EXCERPT TO READ:
::::::

0

I am trying to create an ORC table in Hive by importing from a text file in HDFS. I have tried multiple different ways, searched online for help, and regardless the insert job won't start.

I can get the text file to HDFS, I can read the text file to Hive, but I cannot convert from that to ORC.

I tried many different variations, including this one that can be used as a reference to this question:

http://docs.hortonworks.com/HDPDocuments/HDP2/HDP-2.3.0/bk_dataintegration/content/moving_data_from_hdfs_to_hive_external_table_method.html

I have a single-node HDP cluster (being used for development) - version:

HDP-2.3.2.0

(2.3.2.0-2950)

And here are the relevant service versions:

Service Version Status Description

HDFS 2.7.1.2.3 Installed Apache Hadoop Distributed File System

MapReduce2 2.7.1.2.3 Installed Apache Hadoop NextGen MapReduce (YARN)

YARN 2.7.1.2.3 Installed Apache Hadoop NextGen MapReduce (YARN)

Tez 0.7.0.2.3 Installed Tez is the next generation Hadoop Query Processing framework written on top of YARN.

Hive 1.2.1.2.3 Installed Data warehouse system for ad-hoc queries & analysis of large datasets and table & storage management service

What happens when I run a SQL like this (again, I've tried many variations including directly from online tutorials):

INSERT OVERWRITE TABLE mycars SELECT * FROM cars;

My job stays like this:

Total number of applications (application-types: [] and states:

[SUBMITTED, ACCEPTED, RUNNING]):1

Application-Id      Application-Name        Application-Type          User       Queue               State         Final-State         Progress                        Tracking-URL

application_1455989658079_0002  HIVE-3f41161c-b806-4e7d-974e-c18e028d683f                    TEZ          hive   root.hive            ACCEPTED           UNDEFINED               0%                                 N/A

And it just hangs there. (Literally, I've tried a 20 row sample table and let it run for hours before killing it).

I am by no means an Hadoop expert (yet) and am sure it's probably a config issue, but I have been unable to figure it out.

All other Hive operations I've tried, such as creating dropping tables, loading a file to a text table, selects, all work fine. It's just when I create an ORC table that it does this. And I need an ORC table for my requirement.

Any advice would be helpful.

::::::

OBJECTIVE A: Which HDP version is installed on the single-node cluster described in the forum post?
The forum post and the entries that follow it come from unrelated sources.

(Rows from a pointing dataset)

::::::

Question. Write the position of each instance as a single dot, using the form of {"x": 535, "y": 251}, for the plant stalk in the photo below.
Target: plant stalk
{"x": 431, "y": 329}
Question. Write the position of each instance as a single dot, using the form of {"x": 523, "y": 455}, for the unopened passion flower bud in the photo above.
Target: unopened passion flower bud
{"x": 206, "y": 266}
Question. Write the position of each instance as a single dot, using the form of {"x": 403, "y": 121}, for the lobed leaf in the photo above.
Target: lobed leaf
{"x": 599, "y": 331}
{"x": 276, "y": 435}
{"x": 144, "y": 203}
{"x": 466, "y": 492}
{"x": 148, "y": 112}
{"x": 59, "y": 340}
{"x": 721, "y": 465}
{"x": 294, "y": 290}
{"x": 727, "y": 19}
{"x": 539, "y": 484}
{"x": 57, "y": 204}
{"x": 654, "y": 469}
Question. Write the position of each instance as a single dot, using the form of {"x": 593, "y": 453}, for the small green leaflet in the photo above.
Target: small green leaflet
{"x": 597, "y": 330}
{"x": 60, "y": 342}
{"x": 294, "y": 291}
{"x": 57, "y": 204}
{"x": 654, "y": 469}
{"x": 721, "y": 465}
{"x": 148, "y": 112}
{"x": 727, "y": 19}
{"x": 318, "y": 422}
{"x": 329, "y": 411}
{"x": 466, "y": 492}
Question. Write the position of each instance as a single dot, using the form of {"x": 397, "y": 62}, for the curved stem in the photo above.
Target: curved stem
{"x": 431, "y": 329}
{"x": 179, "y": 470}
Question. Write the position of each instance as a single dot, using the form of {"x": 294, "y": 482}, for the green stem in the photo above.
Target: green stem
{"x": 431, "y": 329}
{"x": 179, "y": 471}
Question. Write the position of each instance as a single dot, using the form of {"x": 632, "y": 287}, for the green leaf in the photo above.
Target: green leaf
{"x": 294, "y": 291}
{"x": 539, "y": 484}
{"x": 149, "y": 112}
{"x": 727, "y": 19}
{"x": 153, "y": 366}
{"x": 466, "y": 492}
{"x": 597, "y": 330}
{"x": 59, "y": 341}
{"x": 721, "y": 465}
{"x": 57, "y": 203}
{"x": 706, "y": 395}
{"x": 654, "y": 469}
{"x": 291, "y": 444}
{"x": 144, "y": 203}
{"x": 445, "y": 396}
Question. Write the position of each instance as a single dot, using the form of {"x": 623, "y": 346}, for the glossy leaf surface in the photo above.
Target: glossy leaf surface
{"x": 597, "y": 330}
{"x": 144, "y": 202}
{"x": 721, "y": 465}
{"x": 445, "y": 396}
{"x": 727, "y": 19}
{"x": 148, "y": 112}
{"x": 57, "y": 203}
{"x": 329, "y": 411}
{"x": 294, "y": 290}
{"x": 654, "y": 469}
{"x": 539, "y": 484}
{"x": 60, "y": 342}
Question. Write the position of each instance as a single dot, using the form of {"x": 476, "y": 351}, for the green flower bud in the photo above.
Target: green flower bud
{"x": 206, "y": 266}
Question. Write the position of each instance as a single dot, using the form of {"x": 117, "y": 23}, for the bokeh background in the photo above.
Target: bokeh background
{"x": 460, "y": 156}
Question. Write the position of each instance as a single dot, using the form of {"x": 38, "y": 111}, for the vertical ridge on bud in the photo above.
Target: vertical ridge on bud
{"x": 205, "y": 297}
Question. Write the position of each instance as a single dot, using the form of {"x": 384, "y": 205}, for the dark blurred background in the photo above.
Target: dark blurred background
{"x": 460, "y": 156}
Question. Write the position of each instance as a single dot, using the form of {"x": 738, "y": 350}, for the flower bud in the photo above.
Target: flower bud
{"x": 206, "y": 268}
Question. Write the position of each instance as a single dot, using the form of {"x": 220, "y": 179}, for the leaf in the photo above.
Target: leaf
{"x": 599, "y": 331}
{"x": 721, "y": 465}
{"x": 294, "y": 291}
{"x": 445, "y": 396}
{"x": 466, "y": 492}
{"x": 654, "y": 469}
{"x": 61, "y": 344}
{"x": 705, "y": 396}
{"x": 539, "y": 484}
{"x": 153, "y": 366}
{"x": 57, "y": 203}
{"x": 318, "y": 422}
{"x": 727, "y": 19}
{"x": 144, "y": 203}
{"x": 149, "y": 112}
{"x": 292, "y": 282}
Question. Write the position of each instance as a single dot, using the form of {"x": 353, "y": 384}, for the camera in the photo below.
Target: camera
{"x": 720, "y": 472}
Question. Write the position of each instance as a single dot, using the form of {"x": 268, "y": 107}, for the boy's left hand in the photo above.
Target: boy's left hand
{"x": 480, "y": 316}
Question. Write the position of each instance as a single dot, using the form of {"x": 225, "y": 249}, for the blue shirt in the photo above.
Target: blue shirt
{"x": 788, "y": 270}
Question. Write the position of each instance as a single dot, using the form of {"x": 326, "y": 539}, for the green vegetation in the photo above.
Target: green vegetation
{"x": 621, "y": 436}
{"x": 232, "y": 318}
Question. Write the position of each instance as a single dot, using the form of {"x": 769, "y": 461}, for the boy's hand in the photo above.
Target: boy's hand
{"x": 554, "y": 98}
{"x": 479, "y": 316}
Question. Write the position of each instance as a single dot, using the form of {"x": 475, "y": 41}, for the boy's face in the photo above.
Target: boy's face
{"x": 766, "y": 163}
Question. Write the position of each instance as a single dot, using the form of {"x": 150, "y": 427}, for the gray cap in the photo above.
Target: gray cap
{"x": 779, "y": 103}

::::::

OBJECTIVE B: Locate every line of the entries that contains the string "unopened", matching case exactly.

WRITTEN ANSWER A: HDP-2.3.2.0 (2.3.2.0-2950)

WRITTEN ANSWER B:
Question. Write the position of each instance as a single dot, using the form of {"x": 523, "y": 455}, for the unopened passion flower bud in the photo above.
Target: unopened passion flower bud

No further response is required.